* Dataset rows *
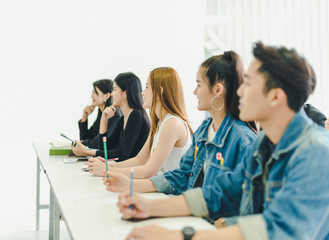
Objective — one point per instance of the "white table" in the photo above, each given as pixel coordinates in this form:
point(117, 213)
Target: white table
point(89, 211)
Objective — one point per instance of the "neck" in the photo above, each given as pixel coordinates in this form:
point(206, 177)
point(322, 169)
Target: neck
point(276, 124)
point(126, 110)
point(102, 107)
point(217, 118)
point(161, 113)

* Work to do *
Switch "instance" to "occurrence" in every one of the records and write them out again with nothing else changed. Leave the pictures out of your answer.

* Exercise output *
Objective — one point per occurrence of the "white table" in the photo above, each given as pixel coordinates in this form:
point(117, 213)
Target: white table
point(89, 211)
Objective — one point per occurrence of the "neck" in the photo above, each given as pixel coordinates in this form:
point(206, 177)
point(322, 169)
Target: neck
point(276, 124)
point(126, 110)
point(102, 107)
point(217, 118)
point(161, 113)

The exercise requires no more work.